» **DATA EXCERPTS**
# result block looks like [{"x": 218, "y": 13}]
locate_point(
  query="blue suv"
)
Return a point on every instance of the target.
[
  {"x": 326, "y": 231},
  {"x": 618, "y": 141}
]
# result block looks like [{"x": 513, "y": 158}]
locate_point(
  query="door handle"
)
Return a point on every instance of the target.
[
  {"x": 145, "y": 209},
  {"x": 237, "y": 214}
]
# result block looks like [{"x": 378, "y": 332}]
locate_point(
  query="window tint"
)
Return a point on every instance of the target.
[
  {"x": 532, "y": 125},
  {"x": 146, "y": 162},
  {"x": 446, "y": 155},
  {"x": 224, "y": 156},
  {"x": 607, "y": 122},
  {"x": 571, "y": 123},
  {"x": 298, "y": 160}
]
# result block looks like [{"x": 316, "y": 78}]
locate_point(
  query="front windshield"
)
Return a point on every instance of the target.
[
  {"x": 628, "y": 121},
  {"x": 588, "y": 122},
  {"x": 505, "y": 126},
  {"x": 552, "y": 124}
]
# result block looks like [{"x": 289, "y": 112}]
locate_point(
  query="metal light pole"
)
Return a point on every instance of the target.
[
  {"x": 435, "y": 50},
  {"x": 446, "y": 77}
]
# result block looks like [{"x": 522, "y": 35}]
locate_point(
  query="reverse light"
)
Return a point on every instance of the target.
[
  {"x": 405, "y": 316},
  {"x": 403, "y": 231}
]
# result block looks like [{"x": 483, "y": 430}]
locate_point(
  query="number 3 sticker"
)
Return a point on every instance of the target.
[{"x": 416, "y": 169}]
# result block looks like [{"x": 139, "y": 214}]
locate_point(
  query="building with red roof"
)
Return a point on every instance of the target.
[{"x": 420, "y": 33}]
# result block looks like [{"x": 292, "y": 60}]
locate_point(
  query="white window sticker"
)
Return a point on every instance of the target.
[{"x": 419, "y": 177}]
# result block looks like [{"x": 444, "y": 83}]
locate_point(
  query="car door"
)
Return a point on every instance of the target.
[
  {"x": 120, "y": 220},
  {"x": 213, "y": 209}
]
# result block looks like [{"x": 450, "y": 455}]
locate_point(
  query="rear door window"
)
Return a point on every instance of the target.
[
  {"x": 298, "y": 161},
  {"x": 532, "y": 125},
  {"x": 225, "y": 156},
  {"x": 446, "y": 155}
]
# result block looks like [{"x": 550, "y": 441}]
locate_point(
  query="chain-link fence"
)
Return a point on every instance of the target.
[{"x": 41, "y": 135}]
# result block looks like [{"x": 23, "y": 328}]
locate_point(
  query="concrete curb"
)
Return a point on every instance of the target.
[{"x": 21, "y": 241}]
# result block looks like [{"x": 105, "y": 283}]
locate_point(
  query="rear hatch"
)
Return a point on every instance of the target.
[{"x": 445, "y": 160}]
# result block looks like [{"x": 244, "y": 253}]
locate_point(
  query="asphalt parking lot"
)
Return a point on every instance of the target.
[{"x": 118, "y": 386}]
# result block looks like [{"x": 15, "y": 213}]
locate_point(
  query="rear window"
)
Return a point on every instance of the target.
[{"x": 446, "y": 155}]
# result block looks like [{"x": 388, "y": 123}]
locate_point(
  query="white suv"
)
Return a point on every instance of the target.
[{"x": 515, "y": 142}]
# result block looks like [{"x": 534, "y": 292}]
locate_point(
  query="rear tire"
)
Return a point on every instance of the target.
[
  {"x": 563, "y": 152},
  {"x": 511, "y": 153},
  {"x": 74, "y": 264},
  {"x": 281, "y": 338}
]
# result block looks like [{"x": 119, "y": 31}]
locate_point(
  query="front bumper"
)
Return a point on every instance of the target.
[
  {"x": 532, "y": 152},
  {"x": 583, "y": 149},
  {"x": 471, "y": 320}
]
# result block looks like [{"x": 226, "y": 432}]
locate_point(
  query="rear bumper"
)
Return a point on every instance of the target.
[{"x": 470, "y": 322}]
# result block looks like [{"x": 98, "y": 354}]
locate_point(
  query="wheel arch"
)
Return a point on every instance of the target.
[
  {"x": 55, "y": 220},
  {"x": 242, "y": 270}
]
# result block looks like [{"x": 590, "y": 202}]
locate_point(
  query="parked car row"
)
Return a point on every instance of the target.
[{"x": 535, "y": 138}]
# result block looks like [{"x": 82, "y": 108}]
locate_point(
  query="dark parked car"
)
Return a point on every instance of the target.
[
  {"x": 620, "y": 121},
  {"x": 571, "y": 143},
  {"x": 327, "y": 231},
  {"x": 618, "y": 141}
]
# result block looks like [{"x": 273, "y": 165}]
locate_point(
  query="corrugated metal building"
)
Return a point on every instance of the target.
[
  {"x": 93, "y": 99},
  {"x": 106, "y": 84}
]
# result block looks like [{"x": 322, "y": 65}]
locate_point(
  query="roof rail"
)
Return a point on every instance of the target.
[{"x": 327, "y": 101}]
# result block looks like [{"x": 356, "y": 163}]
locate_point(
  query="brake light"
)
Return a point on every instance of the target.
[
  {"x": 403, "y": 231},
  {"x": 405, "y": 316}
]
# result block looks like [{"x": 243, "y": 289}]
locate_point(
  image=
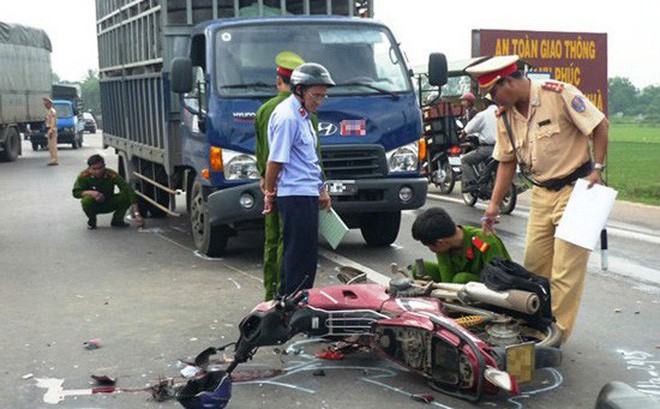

» **EXERCISE GOAL**
Count the lines above that contain the word "front", and reply with the number alone.

» **EXERCISE SOLUTION**
2